GIVEN TASK: Show each line of the items below that contains the string "building", copying every such line in full. Matches must have the same case.

---------- DATA FOR THE TASK

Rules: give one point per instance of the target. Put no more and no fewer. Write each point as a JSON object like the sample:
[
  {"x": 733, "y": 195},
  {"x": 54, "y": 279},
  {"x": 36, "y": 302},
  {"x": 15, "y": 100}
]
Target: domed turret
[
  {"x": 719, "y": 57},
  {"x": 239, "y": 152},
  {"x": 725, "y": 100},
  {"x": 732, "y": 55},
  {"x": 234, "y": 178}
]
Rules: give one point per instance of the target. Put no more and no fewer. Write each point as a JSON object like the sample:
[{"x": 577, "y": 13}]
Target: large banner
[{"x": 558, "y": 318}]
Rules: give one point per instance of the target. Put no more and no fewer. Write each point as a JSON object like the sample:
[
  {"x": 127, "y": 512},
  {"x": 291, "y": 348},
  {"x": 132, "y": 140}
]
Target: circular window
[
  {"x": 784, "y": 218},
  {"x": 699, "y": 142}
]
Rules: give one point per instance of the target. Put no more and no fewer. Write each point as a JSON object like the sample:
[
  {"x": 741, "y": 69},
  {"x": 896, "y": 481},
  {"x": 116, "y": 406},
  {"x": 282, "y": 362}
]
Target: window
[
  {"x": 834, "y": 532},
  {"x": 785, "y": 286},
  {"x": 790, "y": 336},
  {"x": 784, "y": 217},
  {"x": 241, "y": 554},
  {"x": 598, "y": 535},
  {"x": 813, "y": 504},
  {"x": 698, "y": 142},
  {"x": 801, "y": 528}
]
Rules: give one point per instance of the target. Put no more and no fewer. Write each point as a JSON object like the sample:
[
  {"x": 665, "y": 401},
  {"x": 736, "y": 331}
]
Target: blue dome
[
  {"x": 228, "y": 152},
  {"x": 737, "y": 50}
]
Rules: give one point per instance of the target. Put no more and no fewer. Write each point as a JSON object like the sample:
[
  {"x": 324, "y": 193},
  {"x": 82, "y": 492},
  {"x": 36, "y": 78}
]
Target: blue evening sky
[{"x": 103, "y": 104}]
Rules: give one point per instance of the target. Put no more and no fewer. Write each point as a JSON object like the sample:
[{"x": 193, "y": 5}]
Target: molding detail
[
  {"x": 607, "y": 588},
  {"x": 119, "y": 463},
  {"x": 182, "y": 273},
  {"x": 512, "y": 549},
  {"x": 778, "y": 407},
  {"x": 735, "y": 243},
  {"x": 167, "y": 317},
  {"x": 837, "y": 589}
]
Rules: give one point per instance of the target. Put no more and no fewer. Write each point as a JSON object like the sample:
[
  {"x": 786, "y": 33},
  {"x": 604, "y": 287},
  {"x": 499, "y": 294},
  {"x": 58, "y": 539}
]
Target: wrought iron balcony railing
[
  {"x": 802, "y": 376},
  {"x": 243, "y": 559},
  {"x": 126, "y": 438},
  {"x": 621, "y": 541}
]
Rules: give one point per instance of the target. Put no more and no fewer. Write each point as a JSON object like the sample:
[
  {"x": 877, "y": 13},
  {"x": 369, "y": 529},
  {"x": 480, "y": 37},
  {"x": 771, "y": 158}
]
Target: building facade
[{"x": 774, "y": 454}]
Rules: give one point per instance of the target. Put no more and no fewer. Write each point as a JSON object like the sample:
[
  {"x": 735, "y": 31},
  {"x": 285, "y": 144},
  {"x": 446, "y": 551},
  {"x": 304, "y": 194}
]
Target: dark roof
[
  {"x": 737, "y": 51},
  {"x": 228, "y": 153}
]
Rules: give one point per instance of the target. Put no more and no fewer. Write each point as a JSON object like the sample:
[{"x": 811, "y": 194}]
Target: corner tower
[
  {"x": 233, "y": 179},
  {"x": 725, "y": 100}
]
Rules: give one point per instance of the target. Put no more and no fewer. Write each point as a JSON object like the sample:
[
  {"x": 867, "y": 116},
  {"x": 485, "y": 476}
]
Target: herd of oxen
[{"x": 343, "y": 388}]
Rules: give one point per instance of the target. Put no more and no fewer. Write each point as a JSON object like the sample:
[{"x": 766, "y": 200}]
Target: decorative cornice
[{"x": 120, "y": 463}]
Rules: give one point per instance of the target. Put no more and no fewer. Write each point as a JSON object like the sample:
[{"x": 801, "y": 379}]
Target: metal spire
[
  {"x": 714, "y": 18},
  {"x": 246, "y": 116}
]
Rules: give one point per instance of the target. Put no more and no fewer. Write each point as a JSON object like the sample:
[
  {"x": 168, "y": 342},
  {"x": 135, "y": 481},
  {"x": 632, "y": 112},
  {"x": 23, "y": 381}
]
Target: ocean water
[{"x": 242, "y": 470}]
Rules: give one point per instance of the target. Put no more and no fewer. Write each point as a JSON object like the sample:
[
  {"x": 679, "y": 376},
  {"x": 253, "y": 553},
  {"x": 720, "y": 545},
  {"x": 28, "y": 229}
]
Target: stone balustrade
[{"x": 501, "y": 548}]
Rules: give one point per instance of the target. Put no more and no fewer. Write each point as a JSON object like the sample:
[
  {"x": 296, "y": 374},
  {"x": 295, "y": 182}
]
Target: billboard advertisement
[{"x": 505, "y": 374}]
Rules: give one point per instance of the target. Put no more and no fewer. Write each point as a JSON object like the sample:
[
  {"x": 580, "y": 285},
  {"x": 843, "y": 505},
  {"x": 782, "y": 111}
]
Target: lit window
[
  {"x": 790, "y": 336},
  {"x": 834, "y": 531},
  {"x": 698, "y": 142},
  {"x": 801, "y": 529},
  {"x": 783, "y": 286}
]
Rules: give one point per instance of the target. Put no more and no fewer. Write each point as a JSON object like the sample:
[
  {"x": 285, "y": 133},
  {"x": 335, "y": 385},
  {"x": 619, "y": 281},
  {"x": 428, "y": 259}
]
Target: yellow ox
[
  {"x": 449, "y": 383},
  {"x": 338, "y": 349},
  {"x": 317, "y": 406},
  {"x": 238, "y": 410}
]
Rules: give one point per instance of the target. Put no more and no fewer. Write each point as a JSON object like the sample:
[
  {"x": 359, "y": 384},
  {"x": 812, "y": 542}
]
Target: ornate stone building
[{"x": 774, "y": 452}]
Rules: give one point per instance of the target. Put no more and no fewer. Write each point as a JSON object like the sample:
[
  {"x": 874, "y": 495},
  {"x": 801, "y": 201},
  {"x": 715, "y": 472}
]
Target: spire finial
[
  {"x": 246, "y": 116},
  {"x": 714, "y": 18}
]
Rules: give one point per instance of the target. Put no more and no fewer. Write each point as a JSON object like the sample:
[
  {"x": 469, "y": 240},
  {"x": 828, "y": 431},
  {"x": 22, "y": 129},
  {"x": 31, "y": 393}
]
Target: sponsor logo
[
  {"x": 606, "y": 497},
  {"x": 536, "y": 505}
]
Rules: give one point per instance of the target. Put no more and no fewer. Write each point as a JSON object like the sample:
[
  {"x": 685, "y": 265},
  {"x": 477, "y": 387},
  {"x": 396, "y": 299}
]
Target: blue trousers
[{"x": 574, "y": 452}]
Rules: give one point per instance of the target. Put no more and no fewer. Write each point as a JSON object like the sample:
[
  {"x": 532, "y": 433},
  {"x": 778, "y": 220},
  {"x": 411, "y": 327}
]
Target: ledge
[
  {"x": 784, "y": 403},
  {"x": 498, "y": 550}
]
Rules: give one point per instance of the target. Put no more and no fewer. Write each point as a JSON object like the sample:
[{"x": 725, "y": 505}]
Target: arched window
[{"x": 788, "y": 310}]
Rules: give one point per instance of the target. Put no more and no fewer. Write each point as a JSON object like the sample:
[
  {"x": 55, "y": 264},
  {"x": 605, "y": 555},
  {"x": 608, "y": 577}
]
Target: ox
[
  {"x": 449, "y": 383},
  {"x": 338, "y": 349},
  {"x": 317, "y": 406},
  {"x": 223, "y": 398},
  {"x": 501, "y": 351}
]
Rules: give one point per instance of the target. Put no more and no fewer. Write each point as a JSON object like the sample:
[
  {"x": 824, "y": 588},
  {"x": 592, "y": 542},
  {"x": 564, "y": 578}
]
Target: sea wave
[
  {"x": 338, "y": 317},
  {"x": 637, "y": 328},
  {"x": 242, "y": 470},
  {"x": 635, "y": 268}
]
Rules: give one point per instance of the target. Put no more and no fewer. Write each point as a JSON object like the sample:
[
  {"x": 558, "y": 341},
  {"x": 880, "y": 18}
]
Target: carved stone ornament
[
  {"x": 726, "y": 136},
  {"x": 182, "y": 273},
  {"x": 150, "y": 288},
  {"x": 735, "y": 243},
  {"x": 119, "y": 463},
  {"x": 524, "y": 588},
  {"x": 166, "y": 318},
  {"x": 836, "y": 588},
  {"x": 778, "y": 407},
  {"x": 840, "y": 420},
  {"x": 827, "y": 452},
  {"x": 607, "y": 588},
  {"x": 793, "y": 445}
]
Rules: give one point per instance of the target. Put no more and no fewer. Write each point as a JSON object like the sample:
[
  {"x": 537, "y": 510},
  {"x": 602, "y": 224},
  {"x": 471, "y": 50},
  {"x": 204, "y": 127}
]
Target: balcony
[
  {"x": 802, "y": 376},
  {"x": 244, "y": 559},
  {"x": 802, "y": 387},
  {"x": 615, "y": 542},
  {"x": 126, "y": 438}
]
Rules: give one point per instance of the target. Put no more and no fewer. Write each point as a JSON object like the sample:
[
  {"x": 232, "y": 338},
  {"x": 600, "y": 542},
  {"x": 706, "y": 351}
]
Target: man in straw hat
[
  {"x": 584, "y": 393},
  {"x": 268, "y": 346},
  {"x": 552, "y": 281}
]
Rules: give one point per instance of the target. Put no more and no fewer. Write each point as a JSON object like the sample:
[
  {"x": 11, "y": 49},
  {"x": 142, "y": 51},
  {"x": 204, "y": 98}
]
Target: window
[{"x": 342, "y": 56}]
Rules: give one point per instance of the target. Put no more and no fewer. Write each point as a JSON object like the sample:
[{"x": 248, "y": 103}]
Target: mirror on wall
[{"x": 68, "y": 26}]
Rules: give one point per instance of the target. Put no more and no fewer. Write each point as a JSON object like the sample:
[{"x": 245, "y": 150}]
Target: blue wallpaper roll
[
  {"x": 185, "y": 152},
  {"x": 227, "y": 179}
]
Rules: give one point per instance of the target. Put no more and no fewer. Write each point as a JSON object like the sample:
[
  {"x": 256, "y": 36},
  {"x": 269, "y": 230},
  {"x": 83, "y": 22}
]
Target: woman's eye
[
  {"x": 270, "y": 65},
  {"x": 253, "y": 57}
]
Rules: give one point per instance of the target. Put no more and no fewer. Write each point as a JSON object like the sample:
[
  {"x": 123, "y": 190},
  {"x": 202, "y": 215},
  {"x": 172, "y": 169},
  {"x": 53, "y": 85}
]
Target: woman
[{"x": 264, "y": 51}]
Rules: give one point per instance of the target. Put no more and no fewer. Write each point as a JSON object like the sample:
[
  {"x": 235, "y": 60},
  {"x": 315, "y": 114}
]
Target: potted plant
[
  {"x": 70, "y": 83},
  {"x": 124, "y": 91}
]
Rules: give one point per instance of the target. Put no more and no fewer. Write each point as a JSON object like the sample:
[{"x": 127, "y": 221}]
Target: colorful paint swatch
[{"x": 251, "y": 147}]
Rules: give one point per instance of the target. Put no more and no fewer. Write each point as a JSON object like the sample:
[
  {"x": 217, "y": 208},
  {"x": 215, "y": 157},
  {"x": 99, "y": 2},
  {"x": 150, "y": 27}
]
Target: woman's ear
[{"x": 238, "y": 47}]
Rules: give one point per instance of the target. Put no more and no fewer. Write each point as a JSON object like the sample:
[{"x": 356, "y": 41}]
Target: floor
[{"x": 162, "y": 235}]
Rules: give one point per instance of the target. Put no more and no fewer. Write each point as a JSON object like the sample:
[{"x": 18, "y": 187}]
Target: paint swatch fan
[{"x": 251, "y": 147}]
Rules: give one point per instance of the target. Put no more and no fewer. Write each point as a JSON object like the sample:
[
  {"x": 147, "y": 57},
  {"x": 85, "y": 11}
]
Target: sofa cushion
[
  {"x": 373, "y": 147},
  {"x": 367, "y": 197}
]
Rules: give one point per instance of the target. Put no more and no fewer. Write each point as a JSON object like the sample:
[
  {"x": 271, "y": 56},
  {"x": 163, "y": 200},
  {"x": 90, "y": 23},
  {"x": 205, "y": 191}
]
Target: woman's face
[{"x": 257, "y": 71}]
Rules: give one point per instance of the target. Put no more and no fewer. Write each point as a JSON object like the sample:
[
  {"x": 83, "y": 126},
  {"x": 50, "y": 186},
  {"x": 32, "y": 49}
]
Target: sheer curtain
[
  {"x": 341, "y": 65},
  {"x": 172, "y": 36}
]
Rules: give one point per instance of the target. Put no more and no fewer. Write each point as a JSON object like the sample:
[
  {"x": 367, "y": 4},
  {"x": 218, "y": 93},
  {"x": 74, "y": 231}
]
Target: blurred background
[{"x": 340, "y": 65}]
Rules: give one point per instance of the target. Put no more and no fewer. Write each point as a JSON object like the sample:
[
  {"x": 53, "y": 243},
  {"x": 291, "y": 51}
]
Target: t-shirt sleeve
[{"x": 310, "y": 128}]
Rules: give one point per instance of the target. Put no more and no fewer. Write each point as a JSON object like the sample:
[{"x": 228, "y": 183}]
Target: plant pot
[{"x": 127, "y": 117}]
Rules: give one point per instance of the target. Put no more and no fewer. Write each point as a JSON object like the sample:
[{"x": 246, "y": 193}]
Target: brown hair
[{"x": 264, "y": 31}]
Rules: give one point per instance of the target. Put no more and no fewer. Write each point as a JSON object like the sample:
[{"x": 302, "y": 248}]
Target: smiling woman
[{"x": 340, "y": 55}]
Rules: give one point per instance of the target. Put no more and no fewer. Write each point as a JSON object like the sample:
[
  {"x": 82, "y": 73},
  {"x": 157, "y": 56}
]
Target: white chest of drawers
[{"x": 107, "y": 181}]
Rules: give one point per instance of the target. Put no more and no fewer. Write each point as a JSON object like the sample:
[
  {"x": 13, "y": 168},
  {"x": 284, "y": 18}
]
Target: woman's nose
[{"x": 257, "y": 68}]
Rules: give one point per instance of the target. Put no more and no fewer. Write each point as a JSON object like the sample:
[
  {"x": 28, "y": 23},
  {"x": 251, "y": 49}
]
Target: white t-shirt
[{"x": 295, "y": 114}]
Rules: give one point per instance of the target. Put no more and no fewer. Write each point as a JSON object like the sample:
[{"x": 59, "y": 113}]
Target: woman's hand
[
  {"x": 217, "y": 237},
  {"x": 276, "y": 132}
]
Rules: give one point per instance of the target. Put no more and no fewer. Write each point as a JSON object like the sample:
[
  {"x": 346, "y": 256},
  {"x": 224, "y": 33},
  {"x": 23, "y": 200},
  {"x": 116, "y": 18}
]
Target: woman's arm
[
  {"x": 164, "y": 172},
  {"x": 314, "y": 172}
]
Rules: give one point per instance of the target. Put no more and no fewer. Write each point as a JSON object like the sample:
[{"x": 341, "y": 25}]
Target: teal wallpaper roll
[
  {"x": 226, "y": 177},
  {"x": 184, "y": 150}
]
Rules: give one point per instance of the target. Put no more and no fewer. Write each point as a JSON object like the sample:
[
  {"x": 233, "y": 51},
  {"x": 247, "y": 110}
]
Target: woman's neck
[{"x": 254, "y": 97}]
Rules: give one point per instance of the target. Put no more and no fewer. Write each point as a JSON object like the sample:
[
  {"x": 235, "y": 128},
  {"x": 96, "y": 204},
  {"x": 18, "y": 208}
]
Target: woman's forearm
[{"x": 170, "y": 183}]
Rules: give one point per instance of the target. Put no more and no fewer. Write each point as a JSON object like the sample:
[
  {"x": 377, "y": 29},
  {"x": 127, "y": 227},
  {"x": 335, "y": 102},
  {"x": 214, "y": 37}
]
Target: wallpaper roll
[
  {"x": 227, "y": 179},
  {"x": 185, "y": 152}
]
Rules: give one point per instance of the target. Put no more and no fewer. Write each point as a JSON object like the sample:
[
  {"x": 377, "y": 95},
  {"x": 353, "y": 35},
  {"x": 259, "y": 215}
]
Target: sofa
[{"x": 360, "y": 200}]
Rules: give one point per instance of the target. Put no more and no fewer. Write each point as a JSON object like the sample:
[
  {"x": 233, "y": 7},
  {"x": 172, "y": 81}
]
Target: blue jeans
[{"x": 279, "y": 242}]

--------------------

TASK RESPONSE:
Target: building facade
Target: ornate stone building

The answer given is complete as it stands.